EXERCISE DIRECTIONS: Output all of the records exactly, word for word.

THE DATA:
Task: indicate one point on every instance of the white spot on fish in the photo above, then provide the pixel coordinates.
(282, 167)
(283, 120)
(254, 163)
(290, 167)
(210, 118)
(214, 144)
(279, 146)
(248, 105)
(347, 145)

EXERCISE ANSWER:
Task: indicate one point on every instance of the white spot on fish in the photo above, then provide the pixel coordinates.
(282, 167)
(283, 120)
(254, 163)
(290, 167)
(210, 118)
(214, 144)
(279, 146)
(248, 105)
(347, 145)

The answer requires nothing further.